**Exercise instructions**:
**A)** Explain, based on the championship summary, why Aaron Telitz won the title instead of Patricio O'Ward. Answer in one to three sentences.
**B)** Shift every coordinate in the answers by adding 8 to each number. Rewrite the rows with their requests, starting at the line with "Reviewer note: every instance of the woman's right" and continuing through the last line of the rows.

**Reading text**:
------------------------

Seasons
- ← 20152017 →

= 2016 Pro Mazda Championship =

The 2016 Pro Mazda Championship was the 18th season in series history. The season will begin on March 12 at the Grand Prix of St. Petersburg and end on September 11 at Monterey Grand Prix.

Patricio O'Ward dominated the first half of the season, winning six of the first seven races (and finishing second in the remaining race), vaulting himself into a huge points lead. However, his Team Pelfrey teammate Aaron Telitz vaulted himself back into contention by winning the next four races while O'Ward faltered. Both drivers won one of the three races during the final race weekend but Telitz's non-winning finishes were higher and he won the championship by 28 points. Reigning U.S. F2000 National Championship champion Nico Jamin swept the weekend at the Mid-Ohio Sports Car Course and finished third in the championship, well back. The only other driver to win a race was Argentinean Nicolas Dapero who captured his maiden victory in the penultimate race of the season and finished fifth in points, behind Will Owen who finished on the podium in eight of the sixteen races but failed to win.

American Bobby Eberle won the National Class championship, largely uncontested.

------------------------

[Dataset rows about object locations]
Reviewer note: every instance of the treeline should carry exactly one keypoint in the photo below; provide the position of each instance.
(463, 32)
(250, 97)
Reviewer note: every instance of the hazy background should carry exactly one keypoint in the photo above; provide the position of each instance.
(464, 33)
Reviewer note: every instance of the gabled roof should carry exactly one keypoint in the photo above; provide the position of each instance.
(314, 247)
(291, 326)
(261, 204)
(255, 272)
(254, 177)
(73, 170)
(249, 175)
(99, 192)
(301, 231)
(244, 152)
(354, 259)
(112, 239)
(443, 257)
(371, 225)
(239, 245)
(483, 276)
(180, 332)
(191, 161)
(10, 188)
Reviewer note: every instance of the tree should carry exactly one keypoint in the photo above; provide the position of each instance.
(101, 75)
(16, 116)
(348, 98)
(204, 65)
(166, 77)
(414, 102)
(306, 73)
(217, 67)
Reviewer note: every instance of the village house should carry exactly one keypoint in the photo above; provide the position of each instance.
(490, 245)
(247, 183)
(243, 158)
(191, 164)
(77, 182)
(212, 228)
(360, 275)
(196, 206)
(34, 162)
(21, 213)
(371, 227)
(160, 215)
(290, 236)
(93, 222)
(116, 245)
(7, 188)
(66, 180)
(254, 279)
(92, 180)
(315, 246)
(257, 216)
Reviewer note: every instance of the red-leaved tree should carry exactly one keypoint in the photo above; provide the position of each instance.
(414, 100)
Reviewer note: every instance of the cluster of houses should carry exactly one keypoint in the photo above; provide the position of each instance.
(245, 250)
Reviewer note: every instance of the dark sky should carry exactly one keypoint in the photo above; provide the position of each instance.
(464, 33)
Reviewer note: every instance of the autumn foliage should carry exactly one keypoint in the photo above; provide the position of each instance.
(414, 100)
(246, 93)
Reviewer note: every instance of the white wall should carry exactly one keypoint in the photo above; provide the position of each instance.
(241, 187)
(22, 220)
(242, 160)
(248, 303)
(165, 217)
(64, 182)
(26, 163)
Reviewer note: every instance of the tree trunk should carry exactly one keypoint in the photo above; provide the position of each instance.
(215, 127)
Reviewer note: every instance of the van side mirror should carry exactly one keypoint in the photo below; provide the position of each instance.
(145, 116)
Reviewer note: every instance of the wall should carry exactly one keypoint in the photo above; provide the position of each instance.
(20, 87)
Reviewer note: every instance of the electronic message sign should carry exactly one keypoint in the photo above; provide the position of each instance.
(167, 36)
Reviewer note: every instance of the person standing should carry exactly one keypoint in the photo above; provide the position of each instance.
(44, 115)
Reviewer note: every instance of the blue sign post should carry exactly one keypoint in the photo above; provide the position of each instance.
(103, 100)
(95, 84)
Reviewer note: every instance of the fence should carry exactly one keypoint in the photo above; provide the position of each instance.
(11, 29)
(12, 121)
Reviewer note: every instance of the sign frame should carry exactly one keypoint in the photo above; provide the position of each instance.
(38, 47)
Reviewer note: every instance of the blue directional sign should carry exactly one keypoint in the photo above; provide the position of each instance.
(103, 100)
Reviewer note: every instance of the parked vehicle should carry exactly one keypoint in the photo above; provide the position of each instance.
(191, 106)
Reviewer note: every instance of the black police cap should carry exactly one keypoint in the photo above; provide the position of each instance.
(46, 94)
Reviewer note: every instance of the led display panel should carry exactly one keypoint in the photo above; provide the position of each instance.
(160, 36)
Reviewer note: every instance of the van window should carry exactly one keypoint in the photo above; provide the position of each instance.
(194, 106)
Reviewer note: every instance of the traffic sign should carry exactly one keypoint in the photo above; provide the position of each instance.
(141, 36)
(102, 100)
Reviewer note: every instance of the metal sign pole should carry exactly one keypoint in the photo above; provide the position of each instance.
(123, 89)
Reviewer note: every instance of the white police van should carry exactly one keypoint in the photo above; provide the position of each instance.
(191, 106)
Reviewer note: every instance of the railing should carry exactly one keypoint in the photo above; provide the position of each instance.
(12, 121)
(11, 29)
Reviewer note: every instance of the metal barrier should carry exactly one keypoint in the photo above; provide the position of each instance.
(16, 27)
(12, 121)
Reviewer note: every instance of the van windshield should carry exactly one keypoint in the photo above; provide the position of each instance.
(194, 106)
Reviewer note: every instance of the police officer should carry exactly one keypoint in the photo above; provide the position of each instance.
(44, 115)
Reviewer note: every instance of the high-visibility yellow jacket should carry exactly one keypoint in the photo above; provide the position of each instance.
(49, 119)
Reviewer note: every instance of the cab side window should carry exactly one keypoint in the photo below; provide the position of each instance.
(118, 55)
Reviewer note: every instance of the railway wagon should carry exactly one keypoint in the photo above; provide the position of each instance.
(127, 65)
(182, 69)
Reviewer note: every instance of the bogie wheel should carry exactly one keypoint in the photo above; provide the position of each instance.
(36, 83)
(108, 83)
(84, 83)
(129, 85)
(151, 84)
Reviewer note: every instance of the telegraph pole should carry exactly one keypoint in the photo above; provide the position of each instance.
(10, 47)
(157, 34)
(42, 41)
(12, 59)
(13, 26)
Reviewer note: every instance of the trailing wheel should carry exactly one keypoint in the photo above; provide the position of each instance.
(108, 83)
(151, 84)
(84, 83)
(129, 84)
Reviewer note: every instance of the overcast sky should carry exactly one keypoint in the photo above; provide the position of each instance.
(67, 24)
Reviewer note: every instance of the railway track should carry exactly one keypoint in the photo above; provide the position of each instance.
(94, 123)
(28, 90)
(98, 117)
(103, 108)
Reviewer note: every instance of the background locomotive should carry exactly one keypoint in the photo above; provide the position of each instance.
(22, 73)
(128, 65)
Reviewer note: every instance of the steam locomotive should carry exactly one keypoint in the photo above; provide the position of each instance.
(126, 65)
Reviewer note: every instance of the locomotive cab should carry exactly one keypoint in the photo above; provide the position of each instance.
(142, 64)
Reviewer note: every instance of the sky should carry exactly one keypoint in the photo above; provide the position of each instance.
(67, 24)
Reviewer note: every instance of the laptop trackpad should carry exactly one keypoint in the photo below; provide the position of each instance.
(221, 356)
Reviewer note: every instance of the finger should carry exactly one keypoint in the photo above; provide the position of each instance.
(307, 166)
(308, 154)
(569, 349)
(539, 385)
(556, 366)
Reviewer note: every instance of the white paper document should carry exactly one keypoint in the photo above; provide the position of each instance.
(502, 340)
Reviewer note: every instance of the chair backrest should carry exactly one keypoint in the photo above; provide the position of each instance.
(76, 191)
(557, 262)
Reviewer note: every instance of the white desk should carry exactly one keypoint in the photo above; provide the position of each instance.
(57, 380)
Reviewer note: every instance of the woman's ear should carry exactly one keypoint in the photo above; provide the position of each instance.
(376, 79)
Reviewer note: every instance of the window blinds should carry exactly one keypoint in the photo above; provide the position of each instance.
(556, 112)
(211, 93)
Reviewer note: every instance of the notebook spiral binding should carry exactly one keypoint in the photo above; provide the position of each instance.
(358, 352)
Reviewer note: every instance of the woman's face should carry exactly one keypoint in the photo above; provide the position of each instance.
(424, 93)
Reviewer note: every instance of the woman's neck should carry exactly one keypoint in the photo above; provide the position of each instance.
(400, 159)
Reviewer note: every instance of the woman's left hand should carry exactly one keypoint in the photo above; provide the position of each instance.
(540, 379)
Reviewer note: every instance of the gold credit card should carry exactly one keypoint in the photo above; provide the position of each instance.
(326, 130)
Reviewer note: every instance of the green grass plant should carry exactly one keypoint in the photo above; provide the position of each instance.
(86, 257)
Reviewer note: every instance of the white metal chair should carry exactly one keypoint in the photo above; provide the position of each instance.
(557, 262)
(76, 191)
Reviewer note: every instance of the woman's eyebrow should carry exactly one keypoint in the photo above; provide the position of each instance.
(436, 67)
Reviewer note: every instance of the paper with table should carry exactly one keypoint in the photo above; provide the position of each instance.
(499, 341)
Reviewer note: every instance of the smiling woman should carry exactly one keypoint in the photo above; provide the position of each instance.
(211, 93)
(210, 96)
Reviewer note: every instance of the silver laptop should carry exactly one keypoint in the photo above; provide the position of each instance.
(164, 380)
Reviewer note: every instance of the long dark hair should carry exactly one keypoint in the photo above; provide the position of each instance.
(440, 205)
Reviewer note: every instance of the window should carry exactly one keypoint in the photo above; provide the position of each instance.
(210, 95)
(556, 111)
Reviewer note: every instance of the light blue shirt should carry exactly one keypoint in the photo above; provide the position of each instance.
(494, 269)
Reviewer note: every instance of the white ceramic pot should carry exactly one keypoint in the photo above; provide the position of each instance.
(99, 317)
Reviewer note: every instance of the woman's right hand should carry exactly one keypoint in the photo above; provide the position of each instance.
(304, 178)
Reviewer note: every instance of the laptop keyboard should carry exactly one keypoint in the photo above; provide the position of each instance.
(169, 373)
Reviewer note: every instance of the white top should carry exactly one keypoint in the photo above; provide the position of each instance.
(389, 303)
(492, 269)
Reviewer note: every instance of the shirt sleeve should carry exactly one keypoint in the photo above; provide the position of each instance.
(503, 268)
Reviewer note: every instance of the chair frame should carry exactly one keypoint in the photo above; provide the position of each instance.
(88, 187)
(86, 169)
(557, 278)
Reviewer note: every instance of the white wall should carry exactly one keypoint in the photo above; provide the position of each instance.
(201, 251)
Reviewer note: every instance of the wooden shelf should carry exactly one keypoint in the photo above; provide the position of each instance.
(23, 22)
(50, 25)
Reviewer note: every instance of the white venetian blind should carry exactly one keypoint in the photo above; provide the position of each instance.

------------------------

**The replies**:
**A)** Telitz climbed back into contention by winning four straight races while O'Ward faltered. On the final weekend each driver won one of the three races, but Telitz's other finishes were higher, so he took the championship by 28 points.

**B)**
Reviewer note: every instance of the woman's right hand should carry exactly one keypoint in the photo above; provide the position of each instance.
(312, 186)
Reviewer note: every instance of the laptop keyboard should carry exactly one keypoint in the photo above; provide the position of each instance.
(177, 381)
Reviewer note: every instance of the white top should carry exactly one keypoint in the photo above; provide the position of each instance.
(397, 311)
(500, 277)
Reviewer note: every instance of the shirt sleeve should carry exactly one keypoint in the photo above; provide the position of each instance.
(511, 276)
Reviewer note: every instance of the chair frame should carry exactly one keypoint in the photo above; provide the position of each instance.
(96, 195)
(94, 177)
(565, 286)
Reviewer note: every instance of the white wall should carry exactly one keypoint in the photo above; provide the position of each instance.
(209, 259)
Reviewer note: every instance of the wooden shelf should carry exactly one keypoint in the photo above; provide the position of each instance.
(31, 30)
(58, 33)
Reviewer note: every instance of the white venetian blind should carry exactly one keypoint in the photo above; provide the position of each instance.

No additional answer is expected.